What is needed:
Only one stretch of the data below is needed. Output the lines from the one with "Shape | the position of each instance looks like (97,44)" up to and including the one with "Shape | the position of each instance looks like (106,82)", exactly as they stand.

Recorded data:
-*-*-

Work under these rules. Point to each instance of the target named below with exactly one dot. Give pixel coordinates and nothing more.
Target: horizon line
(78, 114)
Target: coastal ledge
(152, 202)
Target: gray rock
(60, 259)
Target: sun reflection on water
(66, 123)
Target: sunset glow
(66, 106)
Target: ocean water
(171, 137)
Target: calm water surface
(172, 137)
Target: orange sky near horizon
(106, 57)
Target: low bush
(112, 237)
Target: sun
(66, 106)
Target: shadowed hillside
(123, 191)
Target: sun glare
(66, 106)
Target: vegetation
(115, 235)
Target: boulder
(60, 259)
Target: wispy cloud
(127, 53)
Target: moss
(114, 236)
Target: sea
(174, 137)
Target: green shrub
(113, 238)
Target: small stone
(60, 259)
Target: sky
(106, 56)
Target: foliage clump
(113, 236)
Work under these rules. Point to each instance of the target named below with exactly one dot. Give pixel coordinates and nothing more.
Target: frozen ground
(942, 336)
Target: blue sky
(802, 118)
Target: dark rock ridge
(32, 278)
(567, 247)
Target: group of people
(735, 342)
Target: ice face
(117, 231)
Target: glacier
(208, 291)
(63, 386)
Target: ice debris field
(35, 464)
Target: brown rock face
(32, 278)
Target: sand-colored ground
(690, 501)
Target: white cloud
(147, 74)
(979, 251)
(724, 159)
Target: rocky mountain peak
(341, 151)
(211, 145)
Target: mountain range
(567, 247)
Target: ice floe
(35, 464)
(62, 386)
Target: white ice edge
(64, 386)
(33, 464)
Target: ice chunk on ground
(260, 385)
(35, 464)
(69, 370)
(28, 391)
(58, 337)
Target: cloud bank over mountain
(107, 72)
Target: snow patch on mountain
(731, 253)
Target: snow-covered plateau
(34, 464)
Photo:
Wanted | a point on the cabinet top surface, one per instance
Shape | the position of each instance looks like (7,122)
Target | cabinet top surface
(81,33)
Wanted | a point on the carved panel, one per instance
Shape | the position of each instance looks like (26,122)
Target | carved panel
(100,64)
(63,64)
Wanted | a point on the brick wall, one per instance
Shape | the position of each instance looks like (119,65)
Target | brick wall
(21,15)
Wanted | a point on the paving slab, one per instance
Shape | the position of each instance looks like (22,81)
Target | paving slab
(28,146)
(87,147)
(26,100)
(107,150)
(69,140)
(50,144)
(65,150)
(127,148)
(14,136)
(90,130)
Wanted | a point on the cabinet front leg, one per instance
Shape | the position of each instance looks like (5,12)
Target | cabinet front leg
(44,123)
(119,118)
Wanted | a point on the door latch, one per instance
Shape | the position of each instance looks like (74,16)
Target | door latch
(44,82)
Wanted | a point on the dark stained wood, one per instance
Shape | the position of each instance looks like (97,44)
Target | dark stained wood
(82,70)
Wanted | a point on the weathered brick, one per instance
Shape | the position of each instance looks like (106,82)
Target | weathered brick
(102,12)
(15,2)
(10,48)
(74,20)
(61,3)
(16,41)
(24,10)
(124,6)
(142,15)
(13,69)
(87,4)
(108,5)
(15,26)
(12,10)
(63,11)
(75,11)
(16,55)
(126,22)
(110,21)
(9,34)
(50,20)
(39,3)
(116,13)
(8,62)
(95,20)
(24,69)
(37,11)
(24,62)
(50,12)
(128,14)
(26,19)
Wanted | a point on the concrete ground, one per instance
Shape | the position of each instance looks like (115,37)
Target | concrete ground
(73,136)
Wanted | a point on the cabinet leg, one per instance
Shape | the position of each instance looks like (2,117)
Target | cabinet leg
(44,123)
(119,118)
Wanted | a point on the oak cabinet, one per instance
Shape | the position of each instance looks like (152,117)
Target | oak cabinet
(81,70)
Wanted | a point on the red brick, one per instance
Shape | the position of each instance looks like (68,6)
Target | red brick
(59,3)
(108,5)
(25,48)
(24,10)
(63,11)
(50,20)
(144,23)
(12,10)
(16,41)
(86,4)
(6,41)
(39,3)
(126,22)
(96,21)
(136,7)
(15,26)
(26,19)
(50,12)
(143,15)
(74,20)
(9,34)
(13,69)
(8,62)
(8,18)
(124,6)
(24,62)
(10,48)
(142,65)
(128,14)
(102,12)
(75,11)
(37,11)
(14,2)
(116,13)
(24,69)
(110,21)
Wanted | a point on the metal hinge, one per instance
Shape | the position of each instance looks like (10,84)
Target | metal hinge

-*-*-

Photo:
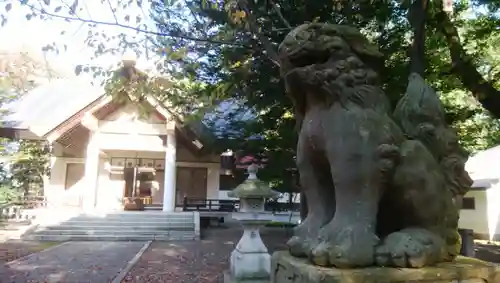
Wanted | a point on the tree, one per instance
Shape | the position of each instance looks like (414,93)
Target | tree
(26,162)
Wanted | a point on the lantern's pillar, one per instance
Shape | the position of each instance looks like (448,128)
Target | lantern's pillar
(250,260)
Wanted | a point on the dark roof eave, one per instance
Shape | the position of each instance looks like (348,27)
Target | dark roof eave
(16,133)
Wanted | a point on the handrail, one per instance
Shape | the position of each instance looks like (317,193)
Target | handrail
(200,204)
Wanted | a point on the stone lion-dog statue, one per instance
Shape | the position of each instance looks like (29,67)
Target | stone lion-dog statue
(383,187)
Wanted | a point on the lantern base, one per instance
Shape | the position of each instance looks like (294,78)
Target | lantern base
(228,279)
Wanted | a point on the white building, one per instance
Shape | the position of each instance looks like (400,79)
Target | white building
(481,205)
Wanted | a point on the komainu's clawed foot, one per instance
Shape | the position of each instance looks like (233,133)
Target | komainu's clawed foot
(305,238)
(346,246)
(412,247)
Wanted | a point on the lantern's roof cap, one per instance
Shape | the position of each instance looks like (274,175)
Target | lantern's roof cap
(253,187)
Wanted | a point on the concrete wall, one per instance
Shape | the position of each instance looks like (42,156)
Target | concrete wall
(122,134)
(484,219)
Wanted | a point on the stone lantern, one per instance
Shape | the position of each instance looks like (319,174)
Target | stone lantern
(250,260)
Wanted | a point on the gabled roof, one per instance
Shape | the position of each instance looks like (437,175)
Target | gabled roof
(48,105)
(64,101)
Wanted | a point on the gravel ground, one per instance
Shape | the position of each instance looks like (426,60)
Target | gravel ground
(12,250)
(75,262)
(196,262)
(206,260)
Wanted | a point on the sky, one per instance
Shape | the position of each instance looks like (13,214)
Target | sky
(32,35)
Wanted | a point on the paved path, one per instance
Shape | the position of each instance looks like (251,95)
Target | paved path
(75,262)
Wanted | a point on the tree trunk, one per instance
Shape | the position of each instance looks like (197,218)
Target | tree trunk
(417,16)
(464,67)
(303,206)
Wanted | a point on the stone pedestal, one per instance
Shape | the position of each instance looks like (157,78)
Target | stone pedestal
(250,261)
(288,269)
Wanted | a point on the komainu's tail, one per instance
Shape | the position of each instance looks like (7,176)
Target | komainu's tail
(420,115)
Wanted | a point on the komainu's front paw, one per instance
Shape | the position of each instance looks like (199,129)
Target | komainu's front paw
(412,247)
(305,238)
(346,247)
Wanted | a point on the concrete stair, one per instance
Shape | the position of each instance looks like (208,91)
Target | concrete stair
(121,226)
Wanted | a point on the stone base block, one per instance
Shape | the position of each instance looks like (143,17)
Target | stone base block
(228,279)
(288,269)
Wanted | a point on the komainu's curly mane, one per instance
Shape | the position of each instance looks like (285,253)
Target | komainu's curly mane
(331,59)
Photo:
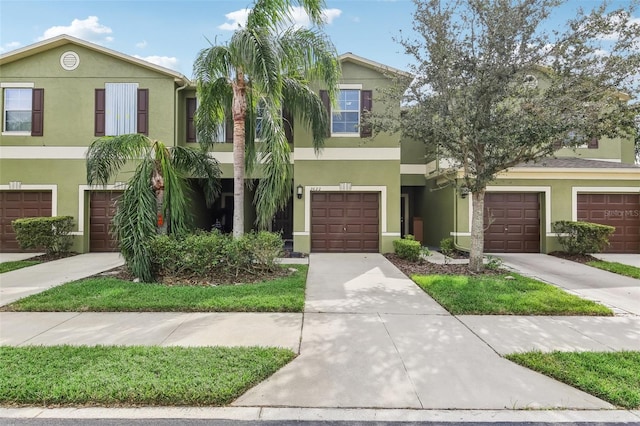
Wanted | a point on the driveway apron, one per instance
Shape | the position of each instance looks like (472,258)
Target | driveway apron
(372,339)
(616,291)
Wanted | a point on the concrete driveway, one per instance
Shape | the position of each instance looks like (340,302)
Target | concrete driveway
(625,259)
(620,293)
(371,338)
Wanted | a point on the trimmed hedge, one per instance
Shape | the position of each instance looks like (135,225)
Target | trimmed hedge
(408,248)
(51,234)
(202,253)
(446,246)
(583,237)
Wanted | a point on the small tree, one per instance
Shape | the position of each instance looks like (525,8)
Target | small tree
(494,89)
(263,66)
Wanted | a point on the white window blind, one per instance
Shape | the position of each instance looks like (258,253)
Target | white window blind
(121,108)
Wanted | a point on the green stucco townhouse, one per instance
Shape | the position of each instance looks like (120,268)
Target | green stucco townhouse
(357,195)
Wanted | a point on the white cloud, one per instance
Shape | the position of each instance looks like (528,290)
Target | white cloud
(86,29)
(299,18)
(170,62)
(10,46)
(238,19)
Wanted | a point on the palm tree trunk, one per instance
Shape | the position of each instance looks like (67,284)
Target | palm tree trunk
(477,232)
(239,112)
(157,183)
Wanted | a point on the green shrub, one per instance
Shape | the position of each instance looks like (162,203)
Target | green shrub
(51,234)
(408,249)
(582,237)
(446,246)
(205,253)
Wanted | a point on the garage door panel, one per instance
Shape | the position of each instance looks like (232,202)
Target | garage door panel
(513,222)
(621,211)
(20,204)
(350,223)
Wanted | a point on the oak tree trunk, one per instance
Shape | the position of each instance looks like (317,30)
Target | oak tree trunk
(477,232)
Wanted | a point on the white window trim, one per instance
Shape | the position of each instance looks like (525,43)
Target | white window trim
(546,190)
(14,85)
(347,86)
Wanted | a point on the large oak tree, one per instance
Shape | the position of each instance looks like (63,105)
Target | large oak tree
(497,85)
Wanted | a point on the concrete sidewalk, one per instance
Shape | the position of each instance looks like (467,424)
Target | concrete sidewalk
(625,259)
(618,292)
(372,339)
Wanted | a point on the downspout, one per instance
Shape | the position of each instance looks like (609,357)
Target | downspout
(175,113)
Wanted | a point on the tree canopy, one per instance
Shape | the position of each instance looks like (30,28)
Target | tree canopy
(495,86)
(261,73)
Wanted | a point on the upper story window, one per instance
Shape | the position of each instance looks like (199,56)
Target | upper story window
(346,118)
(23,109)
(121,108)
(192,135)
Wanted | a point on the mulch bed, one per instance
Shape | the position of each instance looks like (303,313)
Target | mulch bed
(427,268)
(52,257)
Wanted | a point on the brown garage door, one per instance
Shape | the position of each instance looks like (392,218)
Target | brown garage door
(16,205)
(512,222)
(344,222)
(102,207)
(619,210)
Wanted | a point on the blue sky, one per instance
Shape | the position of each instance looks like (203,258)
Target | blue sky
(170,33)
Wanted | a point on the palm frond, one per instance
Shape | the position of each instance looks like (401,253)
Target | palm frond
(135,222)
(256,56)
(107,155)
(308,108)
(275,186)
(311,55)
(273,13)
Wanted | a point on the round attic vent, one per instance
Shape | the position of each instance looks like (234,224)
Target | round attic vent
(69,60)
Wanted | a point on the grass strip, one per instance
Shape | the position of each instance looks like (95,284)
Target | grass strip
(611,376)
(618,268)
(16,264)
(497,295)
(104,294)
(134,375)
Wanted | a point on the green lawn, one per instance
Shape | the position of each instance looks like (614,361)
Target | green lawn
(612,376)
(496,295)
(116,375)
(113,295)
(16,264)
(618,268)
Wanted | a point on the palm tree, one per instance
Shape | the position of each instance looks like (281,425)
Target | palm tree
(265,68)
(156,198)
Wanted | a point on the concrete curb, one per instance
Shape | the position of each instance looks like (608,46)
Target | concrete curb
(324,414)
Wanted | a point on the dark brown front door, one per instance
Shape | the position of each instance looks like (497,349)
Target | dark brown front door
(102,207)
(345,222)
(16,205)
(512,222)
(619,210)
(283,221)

-*-*-

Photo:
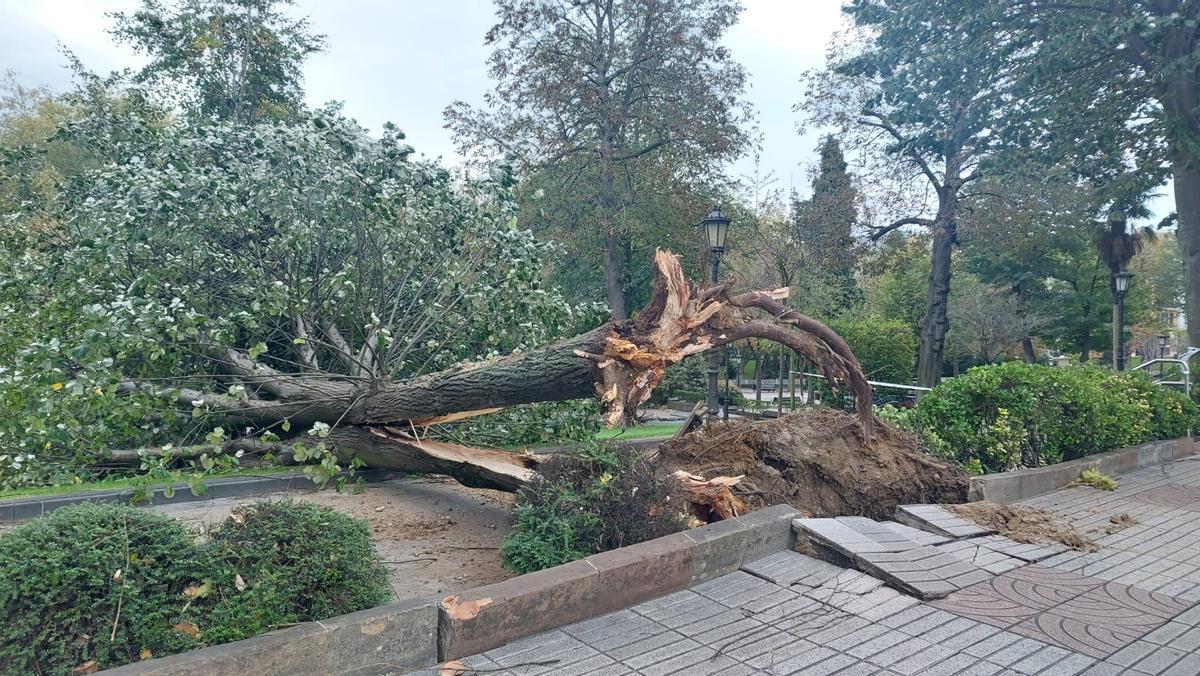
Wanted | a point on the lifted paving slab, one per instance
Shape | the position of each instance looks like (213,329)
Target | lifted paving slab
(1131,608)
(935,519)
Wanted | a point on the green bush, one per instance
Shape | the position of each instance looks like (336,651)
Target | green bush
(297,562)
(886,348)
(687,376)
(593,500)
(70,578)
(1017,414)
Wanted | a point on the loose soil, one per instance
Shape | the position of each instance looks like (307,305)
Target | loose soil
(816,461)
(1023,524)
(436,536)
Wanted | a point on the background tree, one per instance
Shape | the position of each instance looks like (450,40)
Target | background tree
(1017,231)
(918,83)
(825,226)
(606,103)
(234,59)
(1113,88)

-*-*-

Written answer:
Shape | the position of each instance looks like (97,44)
Target | dark stained wood
(82,70)
Wanted | a point on the weathered brick, one per instance
Shape | the position of each instance looks like (106,82)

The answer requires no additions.